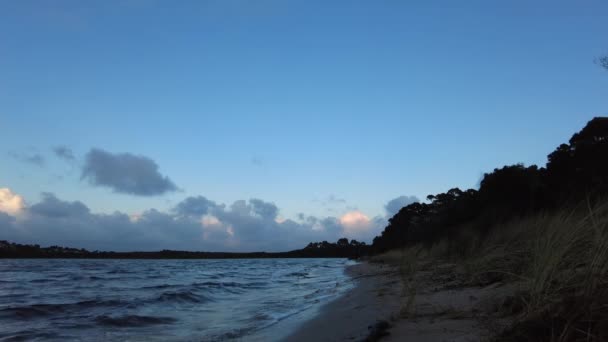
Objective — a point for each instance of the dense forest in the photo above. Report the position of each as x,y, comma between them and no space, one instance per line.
576,172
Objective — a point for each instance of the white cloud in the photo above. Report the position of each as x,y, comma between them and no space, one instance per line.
10,202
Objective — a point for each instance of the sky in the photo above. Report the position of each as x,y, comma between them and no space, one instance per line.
249,125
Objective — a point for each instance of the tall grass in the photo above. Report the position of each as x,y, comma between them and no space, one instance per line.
559,261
------
EXERCISE GOAL —
Exactly the lines from the one containing "Objective — a point for each instance of the tall" through the last line of the material above are to be returned, with nothing else.

YOUR SOLUTION —
Objective — a point for each instance of the tall grass in the photo above. Report the position of each as x,y, comma between them and no space, one instance per line.
559,261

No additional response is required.